• _What is required_
Copy out, word for word, the part of the records below that starts with the line containing "Spot every river surface" and ends with the line containing "[773,135,827,178]", including both of those lines.

[START OF Record excerpts]

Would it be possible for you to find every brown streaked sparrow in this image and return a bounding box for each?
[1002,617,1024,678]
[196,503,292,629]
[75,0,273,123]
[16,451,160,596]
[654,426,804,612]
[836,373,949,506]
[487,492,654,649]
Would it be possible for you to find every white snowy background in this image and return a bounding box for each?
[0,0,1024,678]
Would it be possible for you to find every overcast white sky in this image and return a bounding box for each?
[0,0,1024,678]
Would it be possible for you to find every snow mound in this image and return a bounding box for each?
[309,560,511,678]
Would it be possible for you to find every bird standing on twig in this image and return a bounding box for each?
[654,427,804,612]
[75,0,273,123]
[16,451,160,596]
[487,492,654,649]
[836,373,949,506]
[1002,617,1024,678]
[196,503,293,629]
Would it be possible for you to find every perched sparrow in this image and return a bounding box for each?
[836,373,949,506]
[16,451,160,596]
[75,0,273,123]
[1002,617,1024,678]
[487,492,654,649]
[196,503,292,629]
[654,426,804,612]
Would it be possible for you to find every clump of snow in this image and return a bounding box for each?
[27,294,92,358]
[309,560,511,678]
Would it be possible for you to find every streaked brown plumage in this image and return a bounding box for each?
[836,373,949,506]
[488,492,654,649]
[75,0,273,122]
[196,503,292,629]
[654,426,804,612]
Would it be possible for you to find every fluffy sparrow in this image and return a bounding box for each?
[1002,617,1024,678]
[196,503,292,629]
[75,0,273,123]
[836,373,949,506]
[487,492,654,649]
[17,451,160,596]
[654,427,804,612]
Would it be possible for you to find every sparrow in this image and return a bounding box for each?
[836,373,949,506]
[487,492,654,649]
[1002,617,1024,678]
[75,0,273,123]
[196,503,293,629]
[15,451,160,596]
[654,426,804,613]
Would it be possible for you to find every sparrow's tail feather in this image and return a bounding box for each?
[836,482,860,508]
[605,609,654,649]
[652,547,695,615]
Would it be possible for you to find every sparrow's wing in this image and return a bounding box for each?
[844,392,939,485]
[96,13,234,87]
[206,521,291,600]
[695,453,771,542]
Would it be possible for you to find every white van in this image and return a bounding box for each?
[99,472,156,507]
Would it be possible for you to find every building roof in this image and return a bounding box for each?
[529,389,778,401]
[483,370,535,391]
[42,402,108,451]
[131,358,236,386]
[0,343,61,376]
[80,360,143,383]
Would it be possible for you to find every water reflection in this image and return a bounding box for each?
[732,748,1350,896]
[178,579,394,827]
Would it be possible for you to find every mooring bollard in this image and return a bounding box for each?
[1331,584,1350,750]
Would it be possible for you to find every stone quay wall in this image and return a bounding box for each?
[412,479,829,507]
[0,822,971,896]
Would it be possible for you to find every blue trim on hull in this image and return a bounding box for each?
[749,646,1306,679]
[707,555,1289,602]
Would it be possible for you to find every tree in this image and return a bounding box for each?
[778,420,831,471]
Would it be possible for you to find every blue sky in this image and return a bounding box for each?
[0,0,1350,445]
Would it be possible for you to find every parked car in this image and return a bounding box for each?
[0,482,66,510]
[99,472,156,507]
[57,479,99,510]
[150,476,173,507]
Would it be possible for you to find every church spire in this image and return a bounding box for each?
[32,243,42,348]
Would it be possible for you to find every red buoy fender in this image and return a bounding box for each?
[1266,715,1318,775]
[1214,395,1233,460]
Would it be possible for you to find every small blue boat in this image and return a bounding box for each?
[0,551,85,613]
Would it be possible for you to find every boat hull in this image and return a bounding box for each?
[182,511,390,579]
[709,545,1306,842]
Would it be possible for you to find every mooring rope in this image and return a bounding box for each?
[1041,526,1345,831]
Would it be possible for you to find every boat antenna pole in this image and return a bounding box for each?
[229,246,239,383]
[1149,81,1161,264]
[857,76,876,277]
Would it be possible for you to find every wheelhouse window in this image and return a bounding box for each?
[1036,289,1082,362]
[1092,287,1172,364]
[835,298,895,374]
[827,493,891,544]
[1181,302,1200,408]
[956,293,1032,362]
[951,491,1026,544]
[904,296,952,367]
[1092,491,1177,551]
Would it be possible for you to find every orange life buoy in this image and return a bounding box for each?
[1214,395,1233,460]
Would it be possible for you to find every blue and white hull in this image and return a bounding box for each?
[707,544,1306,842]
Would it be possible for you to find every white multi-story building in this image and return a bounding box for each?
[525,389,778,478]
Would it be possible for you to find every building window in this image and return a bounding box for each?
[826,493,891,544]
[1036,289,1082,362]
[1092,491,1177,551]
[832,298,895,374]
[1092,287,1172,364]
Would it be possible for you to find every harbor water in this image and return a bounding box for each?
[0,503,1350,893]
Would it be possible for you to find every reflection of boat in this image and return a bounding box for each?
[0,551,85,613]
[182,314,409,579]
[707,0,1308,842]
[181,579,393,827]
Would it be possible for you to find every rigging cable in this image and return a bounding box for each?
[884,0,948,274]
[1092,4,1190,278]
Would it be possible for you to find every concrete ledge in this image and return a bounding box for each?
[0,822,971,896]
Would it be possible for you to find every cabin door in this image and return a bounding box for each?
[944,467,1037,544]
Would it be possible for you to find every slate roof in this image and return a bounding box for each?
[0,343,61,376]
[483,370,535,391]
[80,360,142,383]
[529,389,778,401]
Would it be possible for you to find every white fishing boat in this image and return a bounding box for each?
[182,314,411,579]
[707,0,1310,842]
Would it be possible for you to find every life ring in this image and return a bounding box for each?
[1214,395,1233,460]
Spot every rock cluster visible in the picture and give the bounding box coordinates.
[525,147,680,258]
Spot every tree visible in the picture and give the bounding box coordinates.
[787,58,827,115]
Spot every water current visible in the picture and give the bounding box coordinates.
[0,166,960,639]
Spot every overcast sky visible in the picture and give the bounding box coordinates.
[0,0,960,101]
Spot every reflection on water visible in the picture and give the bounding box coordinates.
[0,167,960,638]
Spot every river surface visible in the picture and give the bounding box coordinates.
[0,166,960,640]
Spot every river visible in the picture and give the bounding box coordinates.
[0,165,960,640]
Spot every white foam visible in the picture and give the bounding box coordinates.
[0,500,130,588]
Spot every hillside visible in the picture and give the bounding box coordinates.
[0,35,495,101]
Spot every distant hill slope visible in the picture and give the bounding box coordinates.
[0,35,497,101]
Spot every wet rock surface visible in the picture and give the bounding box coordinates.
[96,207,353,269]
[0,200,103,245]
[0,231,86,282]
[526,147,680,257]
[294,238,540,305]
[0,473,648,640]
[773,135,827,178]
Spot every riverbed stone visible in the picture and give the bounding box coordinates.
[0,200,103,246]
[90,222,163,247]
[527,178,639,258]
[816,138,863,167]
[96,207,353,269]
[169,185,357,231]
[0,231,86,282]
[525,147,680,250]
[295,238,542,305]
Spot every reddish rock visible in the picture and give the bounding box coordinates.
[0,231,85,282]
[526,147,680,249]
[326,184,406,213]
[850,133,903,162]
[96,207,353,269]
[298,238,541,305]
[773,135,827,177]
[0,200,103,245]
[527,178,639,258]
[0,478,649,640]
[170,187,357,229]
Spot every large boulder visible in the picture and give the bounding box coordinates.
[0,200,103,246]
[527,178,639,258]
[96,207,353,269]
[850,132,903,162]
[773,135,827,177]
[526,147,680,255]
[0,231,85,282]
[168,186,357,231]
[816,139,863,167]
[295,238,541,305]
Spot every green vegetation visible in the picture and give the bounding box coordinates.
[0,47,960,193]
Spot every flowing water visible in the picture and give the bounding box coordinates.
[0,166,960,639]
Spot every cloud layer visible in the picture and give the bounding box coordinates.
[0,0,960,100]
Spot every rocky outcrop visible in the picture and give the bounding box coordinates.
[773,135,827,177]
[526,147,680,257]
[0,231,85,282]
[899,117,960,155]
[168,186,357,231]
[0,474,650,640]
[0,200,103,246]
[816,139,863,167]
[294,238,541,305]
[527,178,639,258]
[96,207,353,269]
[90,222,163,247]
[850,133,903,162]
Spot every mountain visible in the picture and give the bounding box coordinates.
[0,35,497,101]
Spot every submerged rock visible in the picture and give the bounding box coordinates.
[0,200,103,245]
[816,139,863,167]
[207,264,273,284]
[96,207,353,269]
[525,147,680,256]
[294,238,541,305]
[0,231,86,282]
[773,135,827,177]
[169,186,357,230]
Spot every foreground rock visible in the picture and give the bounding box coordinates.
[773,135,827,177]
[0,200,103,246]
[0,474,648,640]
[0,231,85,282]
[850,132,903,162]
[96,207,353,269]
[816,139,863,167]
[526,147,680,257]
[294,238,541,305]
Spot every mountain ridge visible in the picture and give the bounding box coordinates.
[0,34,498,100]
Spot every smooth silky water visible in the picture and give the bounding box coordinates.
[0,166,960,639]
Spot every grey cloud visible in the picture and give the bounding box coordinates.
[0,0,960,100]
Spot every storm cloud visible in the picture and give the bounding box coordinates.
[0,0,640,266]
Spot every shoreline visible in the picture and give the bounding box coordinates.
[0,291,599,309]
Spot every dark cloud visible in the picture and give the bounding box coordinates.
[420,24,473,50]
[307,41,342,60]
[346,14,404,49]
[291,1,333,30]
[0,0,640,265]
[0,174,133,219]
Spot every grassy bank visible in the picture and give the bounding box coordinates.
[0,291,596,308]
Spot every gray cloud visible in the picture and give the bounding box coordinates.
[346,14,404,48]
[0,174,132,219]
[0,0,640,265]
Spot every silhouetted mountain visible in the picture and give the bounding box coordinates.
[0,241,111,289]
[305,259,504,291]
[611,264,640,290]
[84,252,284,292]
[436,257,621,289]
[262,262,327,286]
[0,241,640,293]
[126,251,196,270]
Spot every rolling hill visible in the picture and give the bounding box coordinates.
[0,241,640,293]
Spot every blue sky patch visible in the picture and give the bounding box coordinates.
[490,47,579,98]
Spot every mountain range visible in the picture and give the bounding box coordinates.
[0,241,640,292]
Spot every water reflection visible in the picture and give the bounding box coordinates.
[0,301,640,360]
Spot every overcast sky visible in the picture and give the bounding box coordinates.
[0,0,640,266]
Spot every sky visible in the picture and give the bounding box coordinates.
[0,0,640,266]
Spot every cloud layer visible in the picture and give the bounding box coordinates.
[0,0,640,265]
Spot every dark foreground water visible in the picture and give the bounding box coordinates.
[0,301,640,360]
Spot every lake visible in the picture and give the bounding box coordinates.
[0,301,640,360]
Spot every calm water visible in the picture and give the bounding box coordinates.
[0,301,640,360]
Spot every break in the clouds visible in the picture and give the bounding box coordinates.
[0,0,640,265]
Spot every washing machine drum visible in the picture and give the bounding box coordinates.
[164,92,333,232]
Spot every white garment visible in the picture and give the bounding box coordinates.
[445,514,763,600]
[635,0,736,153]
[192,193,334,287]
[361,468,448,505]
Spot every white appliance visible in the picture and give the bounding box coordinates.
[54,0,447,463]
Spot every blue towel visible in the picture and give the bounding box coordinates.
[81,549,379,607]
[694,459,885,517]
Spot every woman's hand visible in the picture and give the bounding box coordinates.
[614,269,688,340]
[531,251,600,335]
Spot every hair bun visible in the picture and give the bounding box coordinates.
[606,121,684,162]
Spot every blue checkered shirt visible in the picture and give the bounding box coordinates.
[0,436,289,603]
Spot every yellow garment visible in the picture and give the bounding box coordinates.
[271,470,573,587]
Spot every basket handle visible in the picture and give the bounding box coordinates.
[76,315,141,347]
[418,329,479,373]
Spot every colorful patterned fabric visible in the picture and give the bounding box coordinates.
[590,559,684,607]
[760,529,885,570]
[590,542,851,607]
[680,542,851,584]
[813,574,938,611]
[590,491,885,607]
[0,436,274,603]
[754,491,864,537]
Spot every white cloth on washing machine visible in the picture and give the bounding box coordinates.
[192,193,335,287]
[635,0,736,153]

[END OF Record excerpts]

• _Reply_
Spot every river surface visible in the picture and give the bounding box coordinates.
[0,166,960,640]
Spot every river visible in the picture and give the bounding box coordinates.
[0,165,960,640]
Spot every white foam visible in the picture and give the bounding box coordinates.
[0,500,130,588]
Spot every hillside visible in the picture and give the bounding box coordinates.
[0,35,495,101]
Spot every distant hill slope visible in the picture and give the bounding box coordinates.
[0,35,497,101]
Spot every wet rock surface visible in the picture and give the bounding box coordinates.
[96,207,353,269]
[0,200,103,245]
[0,231,86,282]
[526,147,680,257]
[294,238,540,305]
[0,473,648,640]
[773,135,827,178]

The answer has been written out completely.